# Battery hammer drills



## aarolar (Dec 21, 2014)

I'm in the market for a hammer drill soon and I'm curious about the battery hammer drills with friction chucks. I have the DeWalt 20 volt tools now (impact and drill) and I'm looking at the hammer drill next but I am unsure about the performance of said tool. I have drilled a good bit of concrete at work using large industrial hammer drills which is what has me skeptical on the friction chuck.

Heres what I'm looking at
http://m.northerntool.com/shop/tool...ci_sku=43165&gclid=CNrv8NKI2MICFUwV7AodaEoA5Q


----------



## aarolar (Dec 21, 2014)

Main uses that came up recently are needing to anchor a new door to the bricks for my crawl space (1/4" anchors) and I'm fixing to build a new shop and I'll need to anchor down the footers and such (3/8 or 1/2 anchors no rebar)


----------



## Wagnerwerks (Dec 29, 2014)

#### Exercise instructions:
a) In the hammer drill thread, what size anchors does the poster need to fasten the new door to the bricks for the crawl space?
b) Rewrite the hammer drill thread between "Main uses that" and "anchors no rebar)", inclusive, swapping "crawl space" for "basement".
c) Carry on the hammer drill thread from its final line.

#### Supplied entries:

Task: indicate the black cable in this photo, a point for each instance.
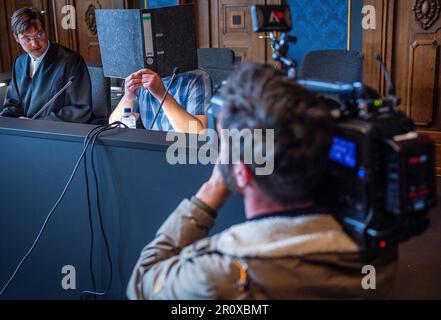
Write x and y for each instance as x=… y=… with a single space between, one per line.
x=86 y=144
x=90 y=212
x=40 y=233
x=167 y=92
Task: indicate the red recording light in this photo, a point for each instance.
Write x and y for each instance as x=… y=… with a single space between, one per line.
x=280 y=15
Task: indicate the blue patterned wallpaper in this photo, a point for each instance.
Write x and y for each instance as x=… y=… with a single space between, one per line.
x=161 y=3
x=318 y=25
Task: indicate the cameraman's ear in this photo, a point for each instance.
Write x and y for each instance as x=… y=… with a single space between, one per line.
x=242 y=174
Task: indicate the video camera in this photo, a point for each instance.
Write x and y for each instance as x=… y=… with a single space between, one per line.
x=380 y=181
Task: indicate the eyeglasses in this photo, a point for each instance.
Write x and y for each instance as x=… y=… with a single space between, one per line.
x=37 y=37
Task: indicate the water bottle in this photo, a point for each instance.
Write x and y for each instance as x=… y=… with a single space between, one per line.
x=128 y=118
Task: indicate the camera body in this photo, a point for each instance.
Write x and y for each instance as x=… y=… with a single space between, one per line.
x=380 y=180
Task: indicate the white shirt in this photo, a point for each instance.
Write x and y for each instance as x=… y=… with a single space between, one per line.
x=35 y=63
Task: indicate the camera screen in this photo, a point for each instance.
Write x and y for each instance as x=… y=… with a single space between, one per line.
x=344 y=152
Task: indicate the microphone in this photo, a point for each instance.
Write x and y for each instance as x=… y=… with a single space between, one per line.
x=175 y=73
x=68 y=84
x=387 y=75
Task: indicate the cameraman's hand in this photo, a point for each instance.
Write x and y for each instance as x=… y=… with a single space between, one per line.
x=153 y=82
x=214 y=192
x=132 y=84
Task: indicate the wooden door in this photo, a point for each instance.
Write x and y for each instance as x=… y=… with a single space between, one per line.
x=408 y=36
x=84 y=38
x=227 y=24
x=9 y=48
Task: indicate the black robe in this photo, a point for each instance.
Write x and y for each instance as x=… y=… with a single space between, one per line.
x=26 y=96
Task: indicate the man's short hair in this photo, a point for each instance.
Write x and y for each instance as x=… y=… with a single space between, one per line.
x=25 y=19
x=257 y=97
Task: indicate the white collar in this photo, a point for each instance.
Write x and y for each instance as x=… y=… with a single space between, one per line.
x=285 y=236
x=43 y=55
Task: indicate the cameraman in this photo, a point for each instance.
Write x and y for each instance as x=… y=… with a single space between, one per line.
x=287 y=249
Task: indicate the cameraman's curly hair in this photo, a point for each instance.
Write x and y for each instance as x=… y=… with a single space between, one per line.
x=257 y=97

* * *

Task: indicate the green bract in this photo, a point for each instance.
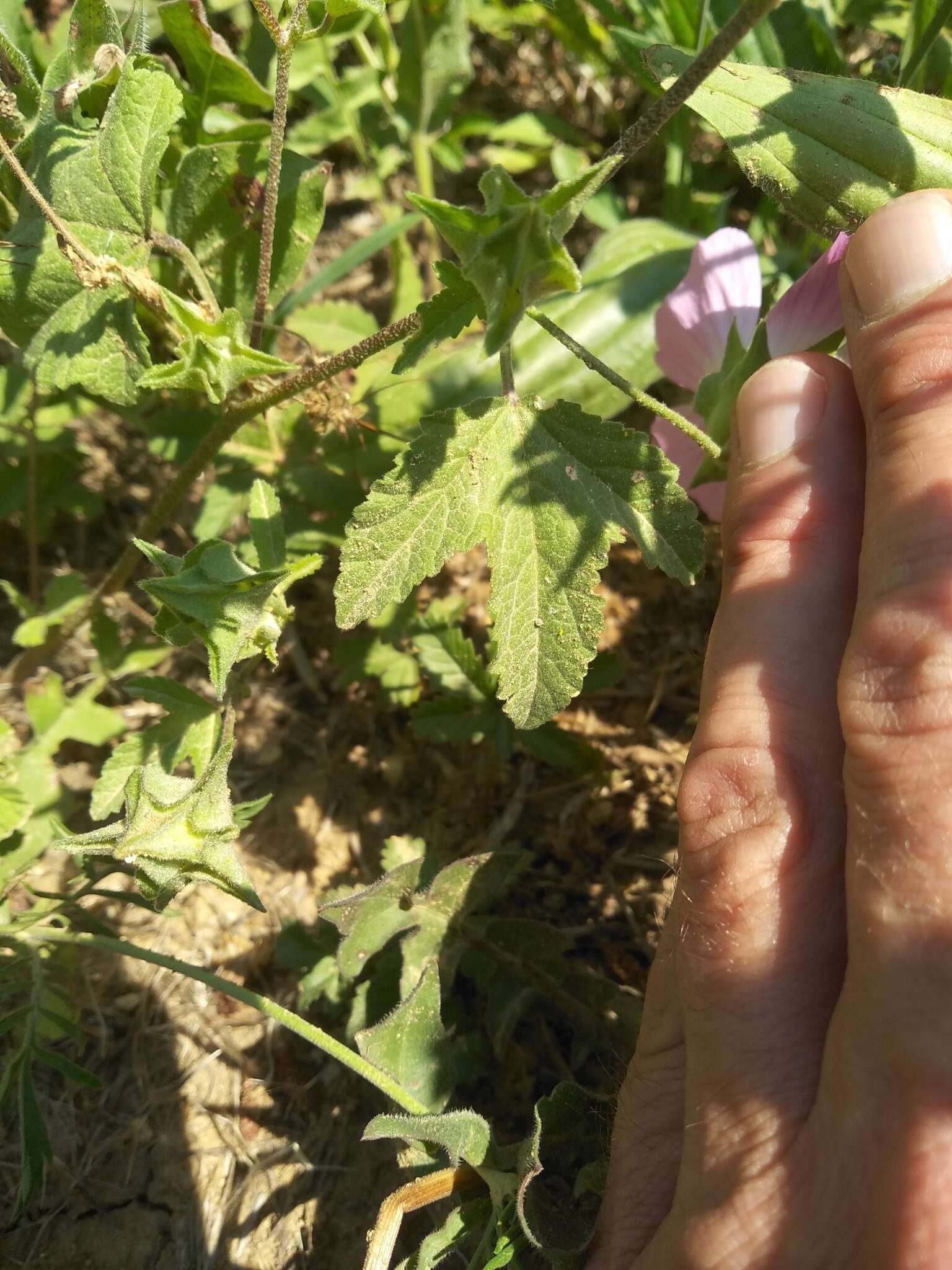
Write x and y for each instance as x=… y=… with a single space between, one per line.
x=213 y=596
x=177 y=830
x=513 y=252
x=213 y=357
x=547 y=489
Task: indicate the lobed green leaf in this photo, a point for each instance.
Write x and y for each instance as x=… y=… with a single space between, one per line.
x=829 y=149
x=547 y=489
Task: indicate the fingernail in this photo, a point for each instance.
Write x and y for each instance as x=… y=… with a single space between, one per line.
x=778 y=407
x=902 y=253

#### Answers to the exercises:
a) 1/4" anchors.

b)
Main uses that came up recently are needing to anchor a new door to the bricks for my basement (1/4" anchors) and I'm fixing to build a new shop and I'll need to anchor down the footers and such (3/8 or 1/2 anchors no rebar)

c)
I have the 20v max kit and the hammer drill is top notch. I've almost destroyed the imact in the kit, but it should be covered for a refresh by the 3 yr warranty. I do use the crap out of it daily and it's 2.5 yrs old.


----------



## chainsawman2011 (Dec 31, 2014)

I also have the dewalt 20v mas kit with hammer drill and impact I use the impact in the shop daily. and used the drill quite a bit also but I only have used as a hammer drill on one project putting anchors into cement block and it worked excellent.


----------



## gaspipe (Jan 5, 2015)

The Dewalt 20v max hammer drill is good stuff. Have not been able to wear that out after building a couple houses the past 3 years. The 20v 1/4" impact was worn out, but it drove 3" screws to build the houses (no nails). The 20v batteries are impressive.


----------



## Snap (Jan 18, 2015)

Milwaukee here.
Don't let the "20 volt" hype fool you.
I recently saw a comparison test of various 18 volt drill batteries compared to the 20 volt drill battery.
All the 18 volt batteries showed 20 volts when tested like the 20 volt which was at the end of a fresh charge.
The comment was that the 20 volt tool company is quoting fresh charge reading while all the others (18 volt) are quoting average.


----------



## anlrolfe (Jan 18, 2015)

Go brushless motor technology and a 12-volt may surprise the heck out of you and 18-volt will be shock-and-awe.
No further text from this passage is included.